# Work task
Go to the line containing "Target: white plastic bottle" in the records below and print it and every following line exactly, on through the line containing "indicate the gray", then stop.

# Records supplied

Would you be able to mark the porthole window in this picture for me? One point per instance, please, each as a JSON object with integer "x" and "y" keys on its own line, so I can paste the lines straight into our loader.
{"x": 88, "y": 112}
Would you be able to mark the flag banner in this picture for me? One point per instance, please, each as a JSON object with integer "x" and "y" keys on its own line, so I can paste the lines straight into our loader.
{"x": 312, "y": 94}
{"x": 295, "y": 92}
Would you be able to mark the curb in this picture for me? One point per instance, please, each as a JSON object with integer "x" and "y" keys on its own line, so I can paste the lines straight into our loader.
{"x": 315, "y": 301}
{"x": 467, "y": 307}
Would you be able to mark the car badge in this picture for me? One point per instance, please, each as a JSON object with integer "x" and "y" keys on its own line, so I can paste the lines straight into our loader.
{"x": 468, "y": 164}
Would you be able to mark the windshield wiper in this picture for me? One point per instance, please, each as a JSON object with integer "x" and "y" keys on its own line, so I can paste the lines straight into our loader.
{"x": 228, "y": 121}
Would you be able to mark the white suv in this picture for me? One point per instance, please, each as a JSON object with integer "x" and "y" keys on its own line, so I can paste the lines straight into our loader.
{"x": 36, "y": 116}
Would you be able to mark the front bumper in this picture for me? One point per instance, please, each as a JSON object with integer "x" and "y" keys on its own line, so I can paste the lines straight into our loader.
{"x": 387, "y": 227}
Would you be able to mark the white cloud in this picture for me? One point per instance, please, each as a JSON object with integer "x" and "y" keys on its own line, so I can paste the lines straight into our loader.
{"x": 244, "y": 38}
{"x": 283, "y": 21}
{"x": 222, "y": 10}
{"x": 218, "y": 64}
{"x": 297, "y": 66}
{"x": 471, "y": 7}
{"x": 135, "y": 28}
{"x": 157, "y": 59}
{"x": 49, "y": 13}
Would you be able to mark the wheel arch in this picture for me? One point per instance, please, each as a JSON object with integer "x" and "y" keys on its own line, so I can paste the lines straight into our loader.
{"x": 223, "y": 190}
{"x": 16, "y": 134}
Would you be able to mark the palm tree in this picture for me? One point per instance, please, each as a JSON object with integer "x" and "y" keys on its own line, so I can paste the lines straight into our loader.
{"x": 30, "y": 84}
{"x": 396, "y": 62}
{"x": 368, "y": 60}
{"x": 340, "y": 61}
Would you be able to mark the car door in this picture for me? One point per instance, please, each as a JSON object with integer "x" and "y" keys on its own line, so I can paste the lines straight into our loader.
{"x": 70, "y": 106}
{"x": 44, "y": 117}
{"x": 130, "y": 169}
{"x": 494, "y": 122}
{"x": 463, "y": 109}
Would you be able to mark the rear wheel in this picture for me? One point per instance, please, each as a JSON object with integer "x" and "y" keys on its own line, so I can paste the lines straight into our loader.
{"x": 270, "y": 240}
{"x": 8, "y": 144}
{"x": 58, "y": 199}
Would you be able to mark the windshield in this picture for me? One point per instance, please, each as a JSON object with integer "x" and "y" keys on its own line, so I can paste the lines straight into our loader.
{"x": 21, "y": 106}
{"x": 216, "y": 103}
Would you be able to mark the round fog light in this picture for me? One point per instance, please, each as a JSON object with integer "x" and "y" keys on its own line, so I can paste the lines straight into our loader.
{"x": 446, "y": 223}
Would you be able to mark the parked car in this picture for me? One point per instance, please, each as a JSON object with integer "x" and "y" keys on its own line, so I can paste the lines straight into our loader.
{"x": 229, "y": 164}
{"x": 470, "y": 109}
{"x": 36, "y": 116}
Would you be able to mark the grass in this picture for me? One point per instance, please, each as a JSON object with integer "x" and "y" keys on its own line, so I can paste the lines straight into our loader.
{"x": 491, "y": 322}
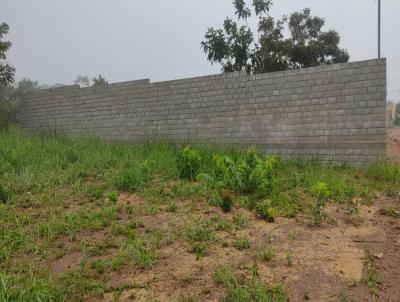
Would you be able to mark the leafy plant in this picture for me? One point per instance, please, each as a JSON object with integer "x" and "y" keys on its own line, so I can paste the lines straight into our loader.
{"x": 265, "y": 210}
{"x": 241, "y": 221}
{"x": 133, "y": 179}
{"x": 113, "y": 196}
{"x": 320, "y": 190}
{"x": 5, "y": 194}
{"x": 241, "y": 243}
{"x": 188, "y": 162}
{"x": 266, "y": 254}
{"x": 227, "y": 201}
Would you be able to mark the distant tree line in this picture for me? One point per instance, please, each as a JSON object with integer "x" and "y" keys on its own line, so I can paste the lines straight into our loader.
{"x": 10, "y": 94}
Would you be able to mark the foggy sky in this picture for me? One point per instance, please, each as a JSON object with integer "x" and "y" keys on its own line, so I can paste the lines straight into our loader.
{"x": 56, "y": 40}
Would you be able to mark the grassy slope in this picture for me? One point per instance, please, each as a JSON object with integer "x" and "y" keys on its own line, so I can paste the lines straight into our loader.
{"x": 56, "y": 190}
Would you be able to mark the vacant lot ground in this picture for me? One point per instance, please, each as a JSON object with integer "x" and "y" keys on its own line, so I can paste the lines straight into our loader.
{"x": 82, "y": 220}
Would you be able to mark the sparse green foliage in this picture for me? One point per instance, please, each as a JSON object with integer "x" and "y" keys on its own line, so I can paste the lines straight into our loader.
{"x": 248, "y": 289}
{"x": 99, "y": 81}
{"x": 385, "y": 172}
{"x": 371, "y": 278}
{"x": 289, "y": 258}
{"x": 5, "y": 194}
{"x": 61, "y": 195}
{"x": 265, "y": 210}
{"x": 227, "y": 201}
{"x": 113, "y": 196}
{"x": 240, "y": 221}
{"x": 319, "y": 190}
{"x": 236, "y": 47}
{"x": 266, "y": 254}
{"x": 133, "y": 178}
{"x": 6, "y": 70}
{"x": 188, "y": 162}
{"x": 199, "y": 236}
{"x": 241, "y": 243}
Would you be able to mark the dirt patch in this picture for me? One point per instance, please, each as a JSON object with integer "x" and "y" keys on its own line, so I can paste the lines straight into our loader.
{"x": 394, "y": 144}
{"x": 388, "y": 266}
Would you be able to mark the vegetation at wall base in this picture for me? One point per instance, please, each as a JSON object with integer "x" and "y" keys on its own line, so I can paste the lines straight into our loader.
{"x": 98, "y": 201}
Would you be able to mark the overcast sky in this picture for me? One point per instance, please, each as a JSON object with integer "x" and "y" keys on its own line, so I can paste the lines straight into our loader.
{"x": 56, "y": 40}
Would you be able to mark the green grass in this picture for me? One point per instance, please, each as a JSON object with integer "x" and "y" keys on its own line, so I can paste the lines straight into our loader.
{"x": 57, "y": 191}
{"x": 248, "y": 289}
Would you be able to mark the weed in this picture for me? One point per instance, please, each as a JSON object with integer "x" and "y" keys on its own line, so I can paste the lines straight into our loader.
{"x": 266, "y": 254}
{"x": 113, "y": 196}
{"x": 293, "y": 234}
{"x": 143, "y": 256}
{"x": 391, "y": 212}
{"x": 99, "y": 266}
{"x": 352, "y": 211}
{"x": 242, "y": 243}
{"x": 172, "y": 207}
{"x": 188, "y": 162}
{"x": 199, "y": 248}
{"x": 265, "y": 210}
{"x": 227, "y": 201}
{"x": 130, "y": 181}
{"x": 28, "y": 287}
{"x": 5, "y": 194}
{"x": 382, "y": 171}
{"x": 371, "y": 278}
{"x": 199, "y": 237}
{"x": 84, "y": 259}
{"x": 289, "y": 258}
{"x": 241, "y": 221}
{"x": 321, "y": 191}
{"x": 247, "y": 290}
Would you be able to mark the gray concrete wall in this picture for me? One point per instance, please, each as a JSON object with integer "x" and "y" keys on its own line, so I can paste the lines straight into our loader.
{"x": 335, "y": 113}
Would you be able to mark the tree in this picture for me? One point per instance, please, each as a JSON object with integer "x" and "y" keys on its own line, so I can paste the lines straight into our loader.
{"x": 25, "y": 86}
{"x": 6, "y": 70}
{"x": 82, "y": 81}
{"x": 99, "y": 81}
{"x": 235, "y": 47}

...

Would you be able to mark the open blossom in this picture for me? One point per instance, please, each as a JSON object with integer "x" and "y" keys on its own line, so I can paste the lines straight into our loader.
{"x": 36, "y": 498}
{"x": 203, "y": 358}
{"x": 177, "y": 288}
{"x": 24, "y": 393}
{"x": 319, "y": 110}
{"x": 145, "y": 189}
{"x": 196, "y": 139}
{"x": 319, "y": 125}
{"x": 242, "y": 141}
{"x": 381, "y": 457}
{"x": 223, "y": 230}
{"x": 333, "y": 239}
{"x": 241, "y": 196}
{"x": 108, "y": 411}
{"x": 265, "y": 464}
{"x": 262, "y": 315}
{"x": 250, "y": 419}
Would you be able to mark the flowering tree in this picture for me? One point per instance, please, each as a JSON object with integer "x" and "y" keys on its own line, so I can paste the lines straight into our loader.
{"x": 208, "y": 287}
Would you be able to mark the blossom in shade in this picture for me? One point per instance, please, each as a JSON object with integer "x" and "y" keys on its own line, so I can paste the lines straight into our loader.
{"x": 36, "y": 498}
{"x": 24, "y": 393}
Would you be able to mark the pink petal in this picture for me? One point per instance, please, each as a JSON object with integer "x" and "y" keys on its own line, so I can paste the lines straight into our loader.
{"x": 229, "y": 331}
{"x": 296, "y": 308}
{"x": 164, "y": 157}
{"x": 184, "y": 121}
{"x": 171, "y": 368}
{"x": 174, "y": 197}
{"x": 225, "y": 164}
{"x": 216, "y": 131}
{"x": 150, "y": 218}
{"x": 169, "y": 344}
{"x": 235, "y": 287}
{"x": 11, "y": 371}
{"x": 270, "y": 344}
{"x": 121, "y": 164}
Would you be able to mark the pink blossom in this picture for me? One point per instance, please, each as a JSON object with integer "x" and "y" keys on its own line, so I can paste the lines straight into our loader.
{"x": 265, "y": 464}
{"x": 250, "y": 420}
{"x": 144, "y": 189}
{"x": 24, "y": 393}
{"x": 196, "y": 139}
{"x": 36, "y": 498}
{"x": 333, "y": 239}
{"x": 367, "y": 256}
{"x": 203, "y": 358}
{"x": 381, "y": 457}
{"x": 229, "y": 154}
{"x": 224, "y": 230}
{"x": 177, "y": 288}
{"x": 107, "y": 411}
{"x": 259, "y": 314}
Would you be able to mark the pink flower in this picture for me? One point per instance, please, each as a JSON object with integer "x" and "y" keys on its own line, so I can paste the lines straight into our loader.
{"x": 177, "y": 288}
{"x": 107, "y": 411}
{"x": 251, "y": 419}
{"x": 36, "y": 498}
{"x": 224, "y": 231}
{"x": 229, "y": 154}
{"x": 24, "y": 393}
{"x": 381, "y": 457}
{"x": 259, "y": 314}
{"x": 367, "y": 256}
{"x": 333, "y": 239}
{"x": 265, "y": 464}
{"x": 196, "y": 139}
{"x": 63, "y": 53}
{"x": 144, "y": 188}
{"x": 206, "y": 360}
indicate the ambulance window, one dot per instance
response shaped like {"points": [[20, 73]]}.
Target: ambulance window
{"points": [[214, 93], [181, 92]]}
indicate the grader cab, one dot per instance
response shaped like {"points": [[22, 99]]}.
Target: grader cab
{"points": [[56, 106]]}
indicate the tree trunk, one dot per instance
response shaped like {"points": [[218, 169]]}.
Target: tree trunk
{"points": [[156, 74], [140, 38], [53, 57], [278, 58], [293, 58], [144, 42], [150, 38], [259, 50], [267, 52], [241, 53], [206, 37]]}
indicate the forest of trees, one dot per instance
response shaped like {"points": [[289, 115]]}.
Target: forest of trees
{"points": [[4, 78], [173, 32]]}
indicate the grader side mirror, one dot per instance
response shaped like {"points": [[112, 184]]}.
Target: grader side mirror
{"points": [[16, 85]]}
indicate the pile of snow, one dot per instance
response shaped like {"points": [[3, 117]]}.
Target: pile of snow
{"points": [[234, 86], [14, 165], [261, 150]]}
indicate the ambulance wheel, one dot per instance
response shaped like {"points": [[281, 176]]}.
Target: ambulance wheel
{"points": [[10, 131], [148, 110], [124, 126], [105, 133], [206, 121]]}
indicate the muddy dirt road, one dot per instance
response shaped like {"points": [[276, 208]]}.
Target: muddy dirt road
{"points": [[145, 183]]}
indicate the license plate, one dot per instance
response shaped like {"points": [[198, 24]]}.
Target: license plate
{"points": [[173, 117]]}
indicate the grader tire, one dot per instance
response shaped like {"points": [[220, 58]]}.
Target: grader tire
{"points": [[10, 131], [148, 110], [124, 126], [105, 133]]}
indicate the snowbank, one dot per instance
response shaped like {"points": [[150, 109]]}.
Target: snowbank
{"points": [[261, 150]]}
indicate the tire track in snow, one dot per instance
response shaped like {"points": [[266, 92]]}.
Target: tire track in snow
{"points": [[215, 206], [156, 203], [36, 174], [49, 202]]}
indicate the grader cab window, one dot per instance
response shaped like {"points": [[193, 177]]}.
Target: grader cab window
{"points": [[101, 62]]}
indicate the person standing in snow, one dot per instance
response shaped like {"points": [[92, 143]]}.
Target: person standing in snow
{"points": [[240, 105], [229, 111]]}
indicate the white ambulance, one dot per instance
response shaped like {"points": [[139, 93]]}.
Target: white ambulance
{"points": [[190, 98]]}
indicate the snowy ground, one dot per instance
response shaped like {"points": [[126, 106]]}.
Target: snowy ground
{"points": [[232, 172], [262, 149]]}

...

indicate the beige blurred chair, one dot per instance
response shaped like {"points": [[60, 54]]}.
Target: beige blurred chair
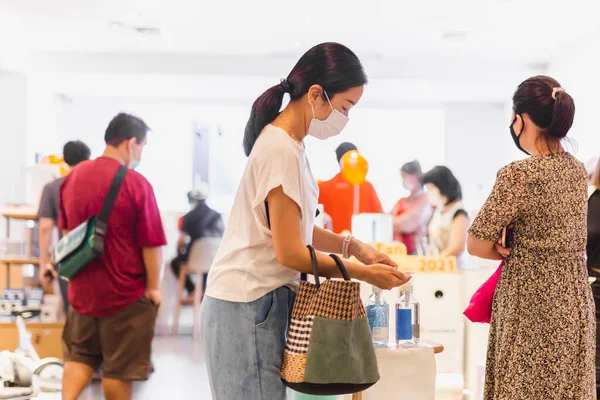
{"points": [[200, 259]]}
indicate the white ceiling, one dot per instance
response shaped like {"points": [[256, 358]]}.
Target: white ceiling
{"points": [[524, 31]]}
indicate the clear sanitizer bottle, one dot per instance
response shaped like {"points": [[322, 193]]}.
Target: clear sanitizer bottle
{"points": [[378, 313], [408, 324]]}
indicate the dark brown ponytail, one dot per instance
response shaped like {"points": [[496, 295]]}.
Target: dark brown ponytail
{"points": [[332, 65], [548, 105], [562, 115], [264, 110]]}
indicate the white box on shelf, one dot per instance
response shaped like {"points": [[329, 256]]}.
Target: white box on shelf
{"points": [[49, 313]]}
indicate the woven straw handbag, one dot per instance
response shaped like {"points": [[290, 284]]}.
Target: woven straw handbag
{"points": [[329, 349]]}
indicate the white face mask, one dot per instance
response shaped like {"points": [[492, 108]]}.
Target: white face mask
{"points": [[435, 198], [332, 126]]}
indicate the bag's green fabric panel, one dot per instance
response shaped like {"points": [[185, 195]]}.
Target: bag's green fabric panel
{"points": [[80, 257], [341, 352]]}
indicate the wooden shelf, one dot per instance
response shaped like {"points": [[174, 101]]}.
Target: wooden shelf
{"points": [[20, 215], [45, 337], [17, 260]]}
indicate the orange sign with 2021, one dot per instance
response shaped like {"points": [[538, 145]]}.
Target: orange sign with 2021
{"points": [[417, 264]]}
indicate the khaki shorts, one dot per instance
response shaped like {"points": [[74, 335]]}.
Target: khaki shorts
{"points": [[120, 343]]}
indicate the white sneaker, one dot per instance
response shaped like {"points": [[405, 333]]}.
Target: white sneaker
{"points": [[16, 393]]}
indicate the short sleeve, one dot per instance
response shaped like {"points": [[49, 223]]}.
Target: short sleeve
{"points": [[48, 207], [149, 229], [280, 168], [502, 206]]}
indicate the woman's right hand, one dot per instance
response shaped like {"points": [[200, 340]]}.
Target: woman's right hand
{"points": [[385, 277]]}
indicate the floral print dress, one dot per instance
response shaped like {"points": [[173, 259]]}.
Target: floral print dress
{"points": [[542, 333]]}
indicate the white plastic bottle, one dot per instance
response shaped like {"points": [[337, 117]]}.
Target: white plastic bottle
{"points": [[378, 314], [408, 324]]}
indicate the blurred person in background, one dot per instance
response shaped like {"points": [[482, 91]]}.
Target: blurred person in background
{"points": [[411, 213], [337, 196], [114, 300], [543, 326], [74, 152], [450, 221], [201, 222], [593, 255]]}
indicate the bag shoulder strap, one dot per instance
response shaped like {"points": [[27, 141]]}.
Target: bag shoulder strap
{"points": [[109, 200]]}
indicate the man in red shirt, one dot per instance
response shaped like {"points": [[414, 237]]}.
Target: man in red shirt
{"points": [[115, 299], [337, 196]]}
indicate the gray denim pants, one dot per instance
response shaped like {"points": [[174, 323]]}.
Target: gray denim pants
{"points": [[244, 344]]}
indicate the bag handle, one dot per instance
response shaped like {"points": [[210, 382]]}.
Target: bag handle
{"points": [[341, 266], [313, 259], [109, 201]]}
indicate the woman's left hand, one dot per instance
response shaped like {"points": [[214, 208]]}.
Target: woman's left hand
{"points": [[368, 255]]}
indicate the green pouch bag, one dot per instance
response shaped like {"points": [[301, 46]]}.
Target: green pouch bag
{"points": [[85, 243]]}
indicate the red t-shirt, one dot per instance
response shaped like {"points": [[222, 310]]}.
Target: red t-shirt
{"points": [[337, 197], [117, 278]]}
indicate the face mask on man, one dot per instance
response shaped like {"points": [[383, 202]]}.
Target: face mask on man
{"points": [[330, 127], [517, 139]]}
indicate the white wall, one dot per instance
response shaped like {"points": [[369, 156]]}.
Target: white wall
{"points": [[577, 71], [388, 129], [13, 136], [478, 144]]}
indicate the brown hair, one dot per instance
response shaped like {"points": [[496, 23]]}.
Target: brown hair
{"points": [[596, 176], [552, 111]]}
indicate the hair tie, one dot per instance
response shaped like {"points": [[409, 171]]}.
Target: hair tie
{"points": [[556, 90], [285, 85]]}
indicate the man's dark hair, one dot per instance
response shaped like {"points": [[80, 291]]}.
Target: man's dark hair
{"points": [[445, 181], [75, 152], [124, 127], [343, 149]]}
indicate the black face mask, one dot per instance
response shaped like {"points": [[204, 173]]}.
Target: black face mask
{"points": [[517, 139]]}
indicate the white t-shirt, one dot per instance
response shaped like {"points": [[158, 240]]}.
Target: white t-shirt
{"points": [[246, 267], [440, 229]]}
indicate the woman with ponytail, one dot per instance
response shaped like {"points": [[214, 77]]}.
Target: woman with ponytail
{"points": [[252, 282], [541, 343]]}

# Response to the task
Target: white plastic bottle
{"points": [[378, 314], [408, 324]]}
indicate the blurred person in background, one dot per instance
response shaped like {"points": [[482, 91]]}.
Target: blurred person in background
{"points": [[411, 213], [337, 196], [114, 300], [543, 326], [74, 152], [450, 221], [201, 222], [593, 255]]}
indicate the bag shoulder strap, one dot per instance
response shaped like {"points": [[27, 141]]}.
Target: bag shoulder strap
{"points": [[109, 200]]}
indicate the man in red shirt, one dot per instance
response shaped like {"points": [[414, 237]]}.
Target: man in red shirt
{"points": [[115, 299], [337, 196]]}
indicate the gray denim pants, one dot per instance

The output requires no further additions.